[[ Entries provided, beginning ]]

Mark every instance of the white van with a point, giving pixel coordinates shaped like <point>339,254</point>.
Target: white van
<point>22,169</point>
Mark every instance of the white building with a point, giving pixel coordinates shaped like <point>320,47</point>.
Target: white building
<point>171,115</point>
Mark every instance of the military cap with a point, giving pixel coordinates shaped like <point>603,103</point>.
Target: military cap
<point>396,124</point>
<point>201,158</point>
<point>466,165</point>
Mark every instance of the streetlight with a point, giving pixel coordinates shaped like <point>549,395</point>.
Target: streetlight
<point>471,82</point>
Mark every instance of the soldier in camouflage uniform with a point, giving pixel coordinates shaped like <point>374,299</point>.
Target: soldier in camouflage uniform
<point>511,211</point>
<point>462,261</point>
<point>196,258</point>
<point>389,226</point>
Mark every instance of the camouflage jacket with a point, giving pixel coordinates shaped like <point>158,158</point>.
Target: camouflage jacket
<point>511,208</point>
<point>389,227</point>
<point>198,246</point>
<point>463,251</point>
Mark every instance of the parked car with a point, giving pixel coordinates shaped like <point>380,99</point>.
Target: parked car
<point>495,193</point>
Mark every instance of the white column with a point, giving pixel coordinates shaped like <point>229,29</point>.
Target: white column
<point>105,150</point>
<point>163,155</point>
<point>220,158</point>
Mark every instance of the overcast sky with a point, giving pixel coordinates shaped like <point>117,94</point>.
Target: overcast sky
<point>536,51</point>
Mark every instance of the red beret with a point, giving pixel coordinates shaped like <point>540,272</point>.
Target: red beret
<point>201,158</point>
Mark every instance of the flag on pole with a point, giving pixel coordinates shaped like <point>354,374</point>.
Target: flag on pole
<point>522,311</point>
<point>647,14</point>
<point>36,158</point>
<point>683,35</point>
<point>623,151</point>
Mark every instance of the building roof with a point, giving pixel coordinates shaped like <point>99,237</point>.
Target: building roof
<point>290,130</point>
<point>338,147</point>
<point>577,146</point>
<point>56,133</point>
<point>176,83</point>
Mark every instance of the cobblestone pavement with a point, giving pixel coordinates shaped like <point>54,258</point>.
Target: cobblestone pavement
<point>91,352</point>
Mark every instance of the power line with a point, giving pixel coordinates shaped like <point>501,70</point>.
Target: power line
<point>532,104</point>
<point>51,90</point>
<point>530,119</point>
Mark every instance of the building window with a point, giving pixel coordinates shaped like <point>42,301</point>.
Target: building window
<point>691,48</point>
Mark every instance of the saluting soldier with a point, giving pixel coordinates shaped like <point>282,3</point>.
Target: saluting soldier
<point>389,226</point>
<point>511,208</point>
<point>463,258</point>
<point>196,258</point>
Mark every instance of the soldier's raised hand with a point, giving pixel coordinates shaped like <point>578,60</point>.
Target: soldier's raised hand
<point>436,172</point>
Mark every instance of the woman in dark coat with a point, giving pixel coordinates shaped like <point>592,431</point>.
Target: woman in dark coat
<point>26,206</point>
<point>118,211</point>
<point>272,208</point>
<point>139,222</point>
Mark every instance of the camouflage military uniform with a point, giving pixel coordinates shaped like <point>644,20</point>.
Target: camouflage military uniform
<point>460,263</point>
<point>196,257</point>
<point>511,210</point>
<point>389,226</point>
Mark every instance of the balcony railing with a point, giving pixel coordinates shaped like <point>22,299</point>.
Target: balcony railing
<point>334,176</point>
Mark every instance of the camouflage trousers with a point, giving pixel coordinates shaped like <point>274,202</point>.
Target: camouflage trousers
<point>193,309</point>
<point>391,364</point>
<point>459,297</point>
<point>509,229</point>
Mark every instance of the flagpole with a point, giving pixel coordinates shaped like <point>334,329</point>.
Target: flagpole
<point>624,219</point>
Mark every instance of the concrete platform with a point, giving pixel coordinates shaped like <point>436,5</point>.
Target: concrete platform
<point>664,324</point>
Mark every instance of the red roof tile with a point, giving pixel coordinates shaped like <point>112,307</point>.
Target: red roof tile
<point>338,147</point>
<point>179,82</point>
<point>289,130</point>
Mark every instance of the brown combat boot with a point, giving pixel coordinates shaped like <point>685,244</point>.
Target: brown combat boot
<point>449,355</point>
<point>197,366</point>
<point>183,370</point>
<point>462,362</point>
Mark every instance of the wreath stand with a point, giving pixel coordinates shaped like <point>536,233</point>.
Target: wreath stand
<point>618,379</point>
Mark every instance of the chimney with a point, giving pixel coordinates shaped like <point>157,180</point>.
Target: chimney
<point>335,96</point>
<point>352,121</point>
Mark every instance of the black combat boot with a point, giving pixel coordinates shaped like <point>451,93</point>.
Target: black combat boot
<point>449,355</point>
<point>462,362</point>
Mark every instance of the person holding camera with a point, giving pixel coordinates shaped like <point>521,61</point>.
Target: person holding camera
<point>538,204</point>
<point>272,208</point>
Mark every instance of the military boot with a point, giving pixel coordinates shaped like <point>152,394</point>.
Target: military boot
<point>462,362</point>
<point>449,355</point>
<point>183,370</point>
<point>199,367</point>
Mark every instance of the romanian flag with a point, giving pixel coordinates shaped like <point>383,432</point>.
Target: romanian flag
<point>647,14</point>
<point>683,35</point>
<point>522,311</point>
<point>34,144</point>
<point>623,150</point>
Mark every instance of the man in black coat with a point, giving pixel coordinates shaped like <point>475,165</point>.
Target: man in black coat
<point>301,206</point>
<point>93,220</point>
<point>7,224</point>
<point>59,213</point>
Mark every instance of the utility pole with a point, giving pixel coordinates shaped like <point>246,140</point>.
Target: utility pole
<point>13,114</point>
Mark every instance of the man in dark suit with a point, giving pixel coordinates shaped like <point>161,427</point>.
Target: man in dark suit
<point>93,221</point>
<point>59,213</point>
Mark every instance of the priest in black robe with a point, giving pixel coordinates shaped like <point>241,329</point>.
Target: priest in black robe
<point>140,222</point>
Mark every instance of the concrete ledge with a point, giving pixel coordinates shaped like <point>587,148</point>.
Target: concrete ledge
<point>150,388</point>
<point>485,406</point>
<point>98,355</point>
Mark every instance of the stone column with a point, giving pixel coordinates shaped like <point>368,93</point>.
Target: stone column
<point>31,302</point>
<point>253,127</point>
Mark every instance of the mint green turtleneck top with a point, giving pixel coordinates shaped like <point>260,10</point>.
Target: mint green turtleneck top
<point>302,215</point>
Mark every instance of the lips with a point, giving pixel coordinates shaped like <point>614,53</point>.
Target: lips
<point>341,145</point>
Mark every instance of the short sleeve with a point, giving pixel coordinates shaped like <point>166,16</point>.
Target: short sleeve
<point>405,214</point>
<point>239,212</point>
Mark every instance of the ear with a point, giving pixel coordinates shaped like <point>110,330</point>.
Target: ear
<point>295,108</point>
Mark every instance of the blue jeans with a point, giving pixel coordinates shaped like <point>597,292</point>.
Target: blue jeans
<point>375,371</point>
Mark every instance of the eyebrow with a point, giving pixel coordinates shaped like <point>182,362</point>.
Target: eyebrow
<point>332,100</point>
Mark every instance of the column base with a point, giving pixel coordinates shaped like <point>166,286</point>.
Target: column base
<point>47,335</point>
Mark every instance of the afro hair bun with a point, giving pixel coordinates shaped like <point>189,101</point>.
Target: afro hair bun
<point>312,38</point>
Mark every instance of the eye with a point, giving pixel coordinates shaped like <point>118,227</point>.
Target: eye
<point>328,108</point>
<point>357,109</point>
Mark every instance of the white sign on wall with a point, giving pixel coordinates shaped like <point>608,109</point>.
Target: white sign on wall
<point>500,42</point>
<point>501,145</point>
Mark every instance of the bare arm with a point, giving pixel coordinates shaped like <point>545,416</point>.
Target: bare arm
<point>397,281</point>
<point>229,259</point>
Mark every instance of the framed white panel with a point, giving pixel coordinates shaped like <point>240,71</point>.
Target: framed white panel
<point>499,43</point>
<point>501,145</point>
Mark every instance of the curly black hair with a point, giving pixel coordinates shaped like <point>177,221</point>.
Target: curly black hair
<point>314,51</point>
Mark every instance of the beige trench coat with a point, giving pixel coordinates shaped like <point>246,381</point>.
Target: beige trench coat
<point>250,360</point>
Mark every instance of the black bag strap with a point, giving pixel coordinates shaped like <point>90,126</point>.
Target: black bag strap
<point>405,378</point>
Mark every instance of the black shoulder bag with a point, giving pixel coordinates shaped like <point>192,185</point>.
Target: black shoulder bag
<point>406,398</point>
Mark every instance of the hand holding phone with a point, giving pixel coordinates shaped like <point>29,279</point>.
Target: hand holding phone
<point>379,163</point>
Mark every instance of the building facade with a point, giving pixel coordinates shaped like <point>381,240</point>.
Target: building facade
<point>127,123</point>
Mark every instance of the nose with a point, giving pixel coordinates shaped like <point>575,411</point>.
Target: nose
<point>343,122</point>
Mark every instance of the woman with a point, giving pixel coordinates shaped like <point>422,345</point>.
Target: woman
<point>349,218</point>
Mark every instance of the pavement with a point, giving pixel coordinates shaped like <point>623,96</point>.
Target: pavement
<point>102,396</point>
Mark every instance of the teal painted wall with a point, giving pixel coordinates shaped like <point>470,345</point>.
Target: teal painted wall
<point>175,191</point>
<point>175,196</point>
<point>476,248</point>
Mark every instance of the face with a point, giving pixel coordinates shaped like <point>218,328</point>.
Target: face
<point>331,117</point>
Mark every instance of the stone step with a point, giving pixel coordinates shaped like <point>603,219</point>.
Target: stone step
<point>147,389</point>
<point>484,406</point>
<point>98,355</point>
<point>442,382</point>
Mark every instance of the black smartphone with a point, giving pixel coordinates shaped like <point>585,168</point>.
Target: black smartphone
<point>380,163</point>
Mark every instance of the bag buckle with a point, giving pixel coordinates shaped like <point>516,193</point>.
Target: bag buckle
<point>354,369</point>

[[ Entries provided, end ]]

**Directions:**
Please give an exact copy of the entries above, from the line with "Mark every instance of the red beret" down to the line with "Mark every instance of the flag on", inclusive, and nothing else.

**Answer for the task:**
Mark every instance of the red beret with a point, giving pixel coordinates shaped like <point>540,272</point>.
Target: red beret
<point>201,158</point>
Mark every instance of the flag on pole with a point, giving pixel coordinates shaped like <point>354,374</point>.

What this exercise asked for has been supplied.